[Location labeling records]
'''

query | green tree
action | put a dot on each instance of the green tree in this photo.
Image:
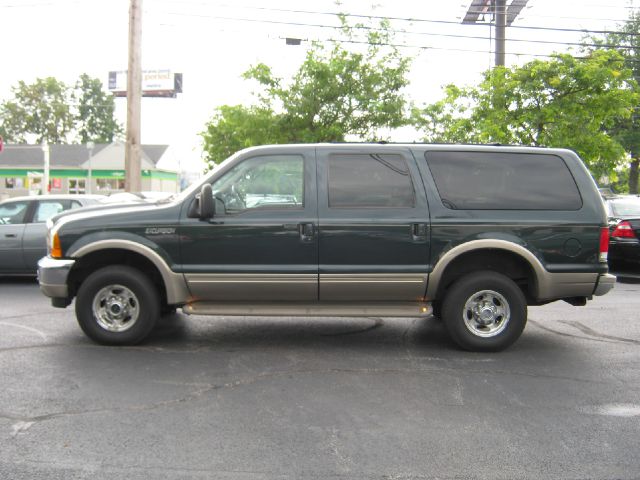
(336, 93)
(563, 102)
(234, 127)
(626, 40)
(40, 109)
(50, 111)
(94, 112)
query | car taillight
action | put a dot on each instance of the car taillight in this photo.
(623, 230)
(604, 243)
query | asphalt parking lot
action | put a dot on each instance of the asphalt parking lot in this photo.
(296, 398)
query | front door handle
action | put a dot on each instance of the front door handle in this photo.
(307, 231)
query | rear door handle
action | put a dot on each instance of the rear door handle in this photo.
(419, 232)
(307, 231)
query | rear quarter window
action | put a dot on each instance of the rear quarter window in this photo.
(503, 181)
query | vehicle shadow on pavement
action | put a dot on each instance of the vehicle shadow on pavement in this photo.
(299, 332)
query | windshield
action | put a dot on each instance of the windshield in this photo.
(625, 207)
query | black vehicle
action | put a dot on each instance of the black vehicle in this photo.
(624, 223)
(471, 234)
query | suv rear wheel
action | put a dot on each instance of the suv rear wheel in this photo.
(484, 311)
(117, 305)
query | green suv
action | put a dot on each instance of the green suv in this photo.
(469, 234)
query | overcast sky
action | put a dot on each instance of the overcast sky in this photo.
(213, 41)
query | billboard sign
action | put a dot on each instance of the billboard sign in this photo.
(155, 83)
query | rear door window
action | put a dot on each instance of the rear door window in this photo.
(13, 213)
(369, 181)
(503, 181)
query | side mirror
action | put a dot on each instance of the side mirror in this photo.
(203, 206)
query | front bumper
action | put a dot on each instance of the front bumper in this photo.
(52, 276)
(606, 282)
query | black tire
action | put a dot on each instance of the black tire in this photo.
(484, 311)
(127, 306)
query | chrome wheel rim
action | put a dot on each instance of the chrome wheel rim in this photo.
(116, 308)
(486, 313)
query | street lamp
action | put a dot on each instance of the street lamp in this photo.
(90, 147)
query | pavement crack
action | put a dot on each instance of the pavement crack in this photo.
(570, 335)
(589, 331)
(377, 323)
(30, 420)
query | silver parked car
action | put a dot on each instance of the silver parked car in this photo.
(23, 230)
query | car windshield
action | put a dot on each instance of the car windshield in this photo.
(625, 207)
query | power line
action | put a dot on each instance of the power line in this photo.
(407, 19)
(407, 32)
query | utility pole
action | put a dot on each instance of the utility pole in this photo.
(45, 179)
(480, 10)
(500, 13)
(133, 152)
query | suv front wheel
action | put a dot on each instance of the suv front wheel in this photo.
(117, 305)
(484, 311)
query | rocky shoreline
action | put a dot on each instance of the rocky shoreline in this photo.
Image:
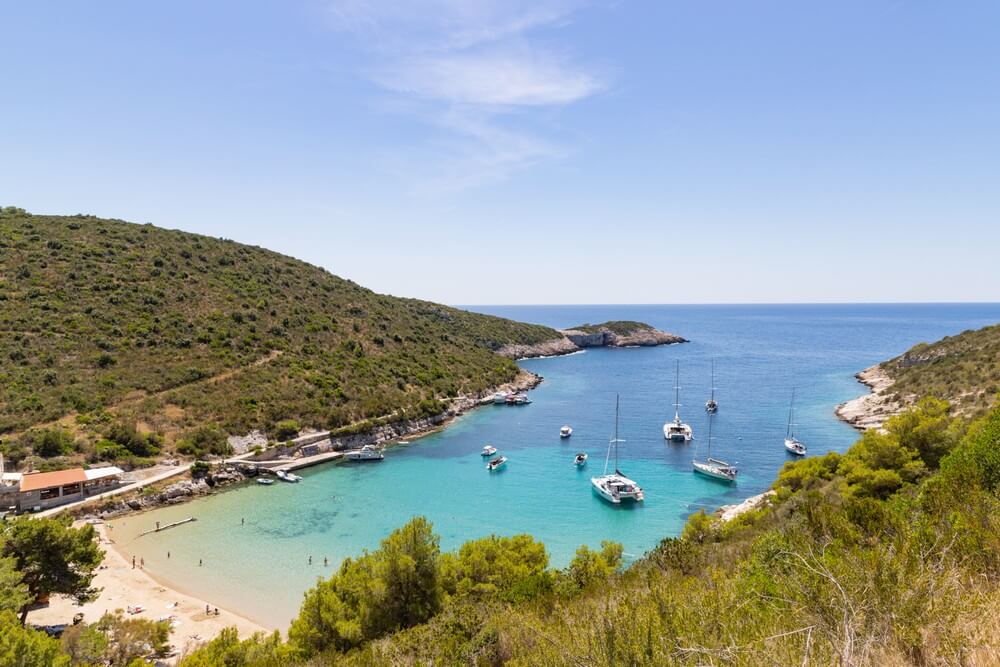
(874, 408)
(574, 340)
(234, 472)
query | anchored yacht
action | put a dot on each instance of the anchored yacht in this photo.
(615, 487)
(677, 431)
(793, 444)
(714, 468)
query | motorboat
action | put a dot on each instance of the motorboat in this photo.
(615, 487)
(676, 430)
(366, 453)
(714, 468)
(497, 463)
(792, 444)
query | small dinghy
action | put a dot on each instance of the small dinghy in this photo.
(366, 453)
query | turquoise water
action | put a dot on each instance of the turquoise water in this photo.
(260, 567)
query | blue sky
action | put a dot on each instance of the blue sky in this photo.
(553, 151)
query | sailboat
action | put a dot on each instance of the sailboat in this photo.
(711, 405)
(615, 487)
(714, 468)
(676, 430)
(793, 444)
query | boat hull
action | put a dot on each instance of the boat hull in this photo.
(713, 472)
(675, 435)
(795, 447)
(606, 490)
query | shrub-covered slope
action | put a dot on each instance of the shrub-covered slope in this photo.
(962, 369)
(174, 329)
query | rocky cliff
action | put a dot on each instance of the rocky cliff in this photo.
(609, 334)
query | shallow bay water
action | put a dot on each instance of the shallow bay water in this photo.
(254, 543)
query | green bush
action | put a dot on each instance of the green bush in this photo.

'''

> WHAT IS ASKED
The records above are to be reproduced exactly; the pictures are to be left out.

> EXPECTED OUTPUT
query | green tree
action | put a dot on each instance of the green tree in this photo.
Image:
(336, 93)
(563, 102)
(234, 127)
(626, 40)
(40, 109)
(50, 111)
(94, 112)
query | car taillight
action | put a dot on each instance of the car taillight in this photo.
(623, 230)
(604, 243)
query | asphalt parking lot
action | put a dot on each instance of the asphalt parking lot in this photo.
(296, 398)
query | front door handle
action | put a dot on each instance of the front door handle in this photo.
(307, 231)
query | rear door handle
action | put a dot on each instance of the rear door handle in this photo.
(419, 232)
(307, 231)
query | rear quarter window
action | put a dot on each instance of the rear quarter window in this photo.
(503, 181)
query | vehicle shadow on pavement
action | put a dot on each instance of the vehicle shadow on pavement in this photo.
(299, 332)
query | windshield
action | put a dot on each instance of the windshield in this photo.
(625, 207)
query | black vehicle
action | put a dot on each instance of the black vehicle in this photo.
(624, 223)
(471, 234)
query | suv rear wheel
action | put a dot on each instance of the suv rear wheel in this photo.
(484, 311)
(117, 305)
query | green suv
action | put a dot on each instance of the green suv in this photo.
(469, 234)
query | overcast sky
action | put a dot on each instance of the overcast sky in this photo.
(213, 41)
query | billboard sign
action | put a dot on each instance of the billboard sign in this photo.
(155, 83)
query | rear door window
action | put a dot on each instance of the rear door window in this photo.
(13, 213)
(369, 181)
(503, 181)
query | side mirror
action | put a dot on each instance of the side mirror in this photo.
(203, 206)
query | front bumper
action | put a dot on each instance of the front bumper in this photo.
(52, 276)
(606, 282)
query | black tire
action | put a dot on each instance of the black tire in this photo.
(484, 311)
(127, 306)
query | chrome wheel rim
action | put a dot on each instance of the chrome wheel rim in this photo.
(116, 308)
(486, 313)
query | street lamp
action | put a dot on each instance of the street lamp in this photo.
(90, 147)
query | pavement crack
action | put a dot on each instance of the pavement crack in this photo.
(570, 335)
(589, 331)
(377, 323)
(30, 420)
query | silver parked car
action | put a dot on each instance of the silver parked car in this photo.
(23, 230)
query | car windshield
action | put a dot on each instance of the car windshield in this photo.
(625, 207)
query | power line
action | put a dot on each instance of the power line in this photo.
(407, 19)
(407, 32)
query | utility pole
action | put a dot on each instance of the utility pole in this photo.
(45, 179)
(480, 10)
(500, 13)
(133, 152)
query | suv front wheel
action | put a dot on each instance of the suv front wheel in this photo.
(117, 305)
(484, 311)
query | rocky shoreline
action | put a dot on each instance of the rocky shoreline in this photo.
Image:
(874, 408)
(574, 340)
(234, 472)
query | anchored yacht
action | put a dot on each instance of the anchored yacht in this photo.
(615, 487)
(677, 431)
(793, 444)
(714, 468)
query | motorboat
action | put a dot on each instance of the motorboat in this photo.
(615, 487)
(676, 430)
(366, 453)
(714, 468)
(497, 463)
(792, 444)
query | small dinghy
action | put a dot on each instance of the small dinghy in this photo.
(366, 453)
query | turquoise water
action | put a dot on each instance of the turquoise water in this photo.
(260, 567)
query | blue sky
action | put a dot on each instance of the blue sky in this photo.
(553, 151)
query | sailboat
action | put a dot on each instance of the sailboat in this photo.
(711, 405)
(615, 487)
(714, 468)
(676, 430)
(793, 444)
query | boat hull
action | put a dot on each instance of the boat hull in this photo.
(713, 472)
(675, 435)
(795, 447)
(606, 490)
query | shrub-covered slope
action | put a dot on each instance of the shrub-covered slope in this photo.
(962, 369)
(174, 329)
query | rocky cliff
action | put a dot on each instance of the rocky cliff in this photo.
(609, 334)
query | shallow bay water
action | put a dot on each instance of the shallow bay water in this photo.
(254, 543)
query | green bush
action | put a dot on each instance of the green bush in this photo.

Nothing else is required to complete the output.